Exercise data below:

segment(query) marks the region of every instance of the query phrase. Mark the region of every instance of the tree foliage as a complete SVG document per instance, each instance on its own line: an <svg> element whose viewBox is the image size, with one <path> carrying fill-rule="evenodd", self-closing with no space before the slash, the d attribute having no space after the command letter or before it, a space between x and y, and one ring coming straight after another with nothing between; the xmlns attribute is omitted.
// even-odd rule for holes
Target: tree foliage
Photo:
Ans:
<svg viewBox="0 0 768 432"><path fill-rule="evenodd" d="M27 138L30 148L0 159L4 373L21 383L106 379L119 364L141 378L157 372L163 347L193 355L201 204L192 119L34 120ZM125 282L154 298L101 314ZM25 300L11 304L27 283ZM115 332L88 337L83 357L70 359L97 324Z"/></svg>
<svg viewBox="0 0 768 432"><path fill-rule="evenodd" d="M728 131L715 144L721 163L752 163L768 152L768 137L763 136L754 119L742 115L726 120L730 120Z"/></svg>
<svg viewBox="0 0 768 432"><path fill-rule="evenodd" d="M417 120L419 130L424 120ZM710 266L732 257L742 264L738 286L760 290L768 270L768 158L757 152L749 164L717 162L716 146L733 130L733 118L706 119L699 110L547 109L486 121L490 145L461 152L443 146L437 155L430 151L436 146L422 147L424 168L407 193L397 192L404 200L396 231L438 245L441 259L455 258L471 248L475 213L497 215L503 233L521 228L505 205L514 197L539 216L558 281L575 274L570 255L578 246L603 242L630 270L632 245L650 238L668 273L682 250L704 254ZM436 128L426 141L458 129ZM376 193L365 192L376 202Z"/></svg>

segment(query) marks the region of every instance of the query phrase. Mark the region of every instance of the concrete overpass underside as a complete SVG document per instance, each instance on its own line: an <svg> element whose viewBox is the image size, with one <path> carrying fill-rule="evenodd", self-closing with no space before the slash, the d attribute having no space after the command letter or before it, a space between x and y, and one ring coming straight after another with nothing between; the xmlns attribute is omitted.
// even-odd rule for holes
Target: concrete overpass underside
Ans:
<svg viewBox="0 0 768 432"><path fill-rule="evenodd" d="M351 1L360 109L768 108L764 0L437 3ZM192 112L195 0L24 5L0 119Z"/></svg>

End of Exercise data.

■ Problem to solve
Output the whole listing above again, word for word.

■ Solution to the exercise
segment(query) marks the region of every instance of the query phrase. Mark the region of every instance of the tree foliage as a complete SVG document per instance, each instance on its own line: an <svg> element whose viewBox is the image size, with one <path> carrying fill-rule="evenodd", self-closing with no space before the slash, the d attribute having no space after the command letter or before it, a space between x and y, and one ring coming straight after another with nothing between; the xmlns attribute is omitted.
// even-odd rule for holes
Target: tree foliage
Photo:
Ans:
<svg viewBox="0 0 768 432"><path fill-rule="evenodd" d="M27 138L30 148L0 159L4 373L21 383L106 379L119 364L141 378L157 372L163 347L193 355L201 204L192 119L34 120ZM125 282L154 298L101 314ZM25 300L11 304L27 283ZM115 332L88 337L83 357L70 359L97 324Z"/></svg>
<svg viewBox="0 0 768 432"><path fill-rule="evenodd" d="M728 131L715 144L721 163L752 163L768 152L768 137L763 136L754 119L742 115L726 120L730 120Z"/></svg>
<svg viewBox="0 0 768 432"><path fill-rule="evenodd" d="M417 120L419 130L424 120ZM710 266L732 257L742 264L738 286L760 290L768 270L768 158L757 152L749 164L717 162L716 146L733 130L733 118L706 119L699 110L547 109L486 121L490 145L461 152L443 146L437 155L430 151L436 146L422 147L424 168L407 193L397 192L404 200L396 231L438 245L441 259L455 258L471 248L475 213L497 215L503 233L521 228L505 205L514 197L539 216L558 281L575 274L570 255L578 246L603 242L630 270L632 245L650 238L668 273L682 250L704 254ZM436 128L426 141L458 129ZM376 193L365 192L376 202Z"/></svg>

segment(query) marks the region of every instance of the query phrase. Mark the region of every instance of the concrete overpass underside as a complete SVG document per instance, each instance on its own line: an <svg> element whose viewBox is the image size, with one <path> carrying fill-rule="evenodd", self-closing with no space before the slash, the d attribute having no space after the command letter or before it, a space between x and y, and one ring coming straight after another with nothing between; the xmlns attribute is omitted.
// even-odd rule for holes
Target: concrete overpass underside
Ans:
<svg viewBox="0 0 768 432"><path fill-rule="evenodd" d="M351 1L360 109L768 108L764 0L437 3ZM192 112L195 0L24 5L0 119Z"/></svg>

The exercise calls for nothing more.